SELECTED TEXT:
::::::::
The Simulation Problem (Ethics and computer simulations)

Well that’s a PC response. But let’s get real here. Don’t we just love them because they’re cute? Also, the argument that intelligence should be a factor, is a rather slippery slope in my opinion. Although I will say we are naturally inclined to be more empathetic to intelligent creatures.

Unless they are revolting, like say the octopus. Who happen to be fairly intelligent relatively speaking. I don’t see people coming out in droves to save them.

Perhaps the simulations will explain it to us, before I pull the plug on them.

It gets a little complex, but I do have qualms about creating simulations like this in the first place. But once the ball gets rolling, some simulation will eventually be able to give itself or some other simulation sufficient similarity to humanity that the problem will arise. But at the same time, those simulations should realize that they are only simulations, and can be recreated (if they were diligent in doing their backups). So I definitely don’t think the suspension of a process which can be restarted to be anything resembling murder.

I think you have misunderstood what I’m saying - I am not saying and have never said that ethics is objective.
What I am saying is that if we are to adopt some sort of ethical rule by which the intelligence of a creature determines its right to live, why apply that rule to carbon-based physical forms and not to potential electronic forms?

It’s not about an objective system of ethics, it’s about a consistent system of ethics.

By those standards, it would be unethical. Under the construct that you describe, I don’t see how one could debate otherwise.

But what if you don’t restart it and never have any intention of restarting it? Or you turn it off and lose the files necessary to get it running again? The inhabitants are permenantly lost as effectively as if you deleted them in either case

Well I personally think Octopus’ and Squid look, and are, kind of neat but that’s just me, I also don’t argue that dolphins are cute in a way tuna aren’t but I stand by my assertion that intelligence levels are a good rule of thumb on how well we should treat individual species.

I grew up on a farm, I don’t have a rose-tinted view of animals, but I also don’t believe in unneccesary cruelty and we should try to minimise suffering because its the right thing to do.
::::::::
GIVEN RECORDS:
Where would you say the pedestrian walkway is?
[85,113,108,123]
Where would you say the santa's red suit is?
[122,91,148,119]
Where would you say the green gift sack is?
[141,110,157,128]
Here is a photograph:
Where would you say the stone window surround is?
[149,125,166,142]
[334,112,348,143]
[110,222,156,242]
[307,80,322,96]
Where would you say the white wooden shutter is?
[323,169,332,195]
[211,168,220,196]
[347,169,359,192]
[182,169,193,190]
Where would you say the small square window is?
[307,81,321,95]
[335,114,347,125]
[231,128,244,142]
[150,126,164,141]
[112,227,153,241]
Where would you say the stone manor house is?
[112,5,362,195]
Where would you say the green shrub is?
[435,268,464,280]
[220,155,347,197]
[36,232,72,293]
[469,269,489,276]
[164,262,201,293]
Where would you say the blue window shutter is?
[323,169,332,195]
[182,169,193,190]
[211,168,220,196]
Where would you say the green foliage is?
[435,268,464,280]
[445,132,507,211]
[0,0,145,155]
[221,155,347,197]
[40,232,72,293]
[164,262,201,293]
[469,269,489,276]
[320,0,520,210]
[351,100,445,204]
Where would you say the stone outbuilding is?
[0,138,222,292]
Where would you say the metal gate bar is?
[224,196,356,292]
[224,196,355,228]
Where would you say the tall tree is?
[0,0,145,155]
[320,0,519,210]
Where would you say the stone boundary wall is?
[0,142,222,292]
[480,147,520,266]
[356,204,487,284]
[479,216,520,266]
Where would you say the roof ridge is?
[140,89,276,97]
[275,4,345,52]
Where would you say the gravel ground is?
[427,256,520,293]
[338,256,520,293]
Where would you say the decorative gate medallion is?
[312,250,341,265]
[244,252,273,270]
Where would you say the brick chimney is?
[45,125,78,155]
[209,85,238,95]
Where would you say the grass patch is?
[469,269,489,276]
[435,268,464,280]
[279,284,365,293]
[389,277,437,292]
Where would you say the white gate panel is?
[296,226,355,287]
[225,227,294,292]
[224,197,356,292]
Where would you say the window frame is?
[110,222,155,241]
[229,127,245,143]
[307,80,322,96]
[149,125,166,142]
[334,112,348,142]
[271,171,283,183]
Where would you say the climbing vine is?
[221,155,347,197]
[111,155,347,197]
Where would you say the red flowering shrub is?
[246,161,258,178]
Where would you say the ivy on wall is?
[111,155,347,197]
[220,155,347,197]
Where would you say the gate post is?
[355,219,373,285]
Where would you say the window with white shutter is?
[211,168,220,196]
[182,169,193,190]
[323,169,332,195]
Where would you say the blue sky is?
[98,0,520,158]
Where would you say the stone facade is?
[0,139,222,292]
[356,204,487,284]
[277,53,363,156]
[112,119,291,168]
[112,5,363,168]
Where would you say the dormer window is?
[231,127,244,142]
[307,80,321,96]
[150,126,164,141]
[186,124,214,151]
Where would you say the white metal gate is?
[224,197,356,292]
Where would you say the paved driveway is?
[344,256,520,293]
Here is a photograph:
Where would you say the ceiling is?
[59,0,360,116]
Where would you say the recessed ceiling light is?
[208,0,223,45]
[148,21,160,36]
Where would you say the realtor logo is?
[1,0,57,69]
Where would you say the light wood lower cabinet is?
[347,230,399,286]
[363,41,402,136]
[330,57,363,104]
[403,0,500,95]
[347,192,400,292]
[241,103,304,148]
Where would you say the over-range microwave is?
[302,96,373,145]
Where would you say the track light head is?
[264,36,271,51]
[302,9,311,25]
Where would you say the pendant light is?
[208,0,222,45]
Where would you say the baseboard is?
::::::::
DIRECTIONS:
1. Arrange the lines of the records as a numbered list, starting at the line that contains "Where would you say the green gift sack is?" and ending after the line that contains "[112,227,153,241]", with blank lines left out.
2. Pick up the discussion of ethics and computer simulations after its last sentence and continue it.
The records are unrelated to the text.

FINAL RESULTS:
1.
1. Where would you say the green gift sack is?
2. [141,110,157,128]
3. Here is a photograph:
4. Where would you say the stone window surround is?
5. [149,125,166,142]
6. [334,112,348,143]
7. [110,222,156,242]
8. [307,80,322,96]
9. Where would you say the white wooden shutter is?
10. [323,169,332,195]
11. [211,168,220,196]
12. [347,169,359,192]
13. [182,169,193,190]
14. Where would you say the small square window is?
15. [307,81,321,95]
16. [335,114,347,125]
17. [231,128,244,142]
18. [150,126,164,141]
19. [112,227,153,241]

2.
Still no biggie to me. There may be people this bothers, but I’m not seeing it.

BTW: I see from another thread that you’re not a computer person. I wonder if that aspect affects people’s opinions on this subject.

OK. Perhaps I missed the point of your objective vs. subjective ethics post beneath my quote. Was that directed at me?

Quite possibly, I recall having a real-life discussion with a friend (how very twentieth century) who works as an IT manager about artificial intelligence, he found the very concept literally laughable and said it would never happen, even with new technologies or techniques, for him it was conceptually unthinkable.

He may very well be correct using classical computing techniques (and he convinced me on this to a large extent) but I thought it was rather narrow-minded of him to flatly assert that it was still impossible even with perhaps unforeseen new methods of approaching the problem.

But I’m not sure whether computer expertise or otherwise bears that much weight on a subject(s) that are currently in the realms of mere speculation and are perhaps more philosophy than science. We’ve been surprised in history more than once.

Yes. I’m agreeing with you. (I think) I don’t think carbon based lifeform should be a requirement for having a right to life.

That includes electronic lifeforms.

Stanislaw Lem addressed this in one of the stories in Cyberiad. IIRC It was entitled The Kingdom Of The Micro Minians OR The Problem Of Perfection.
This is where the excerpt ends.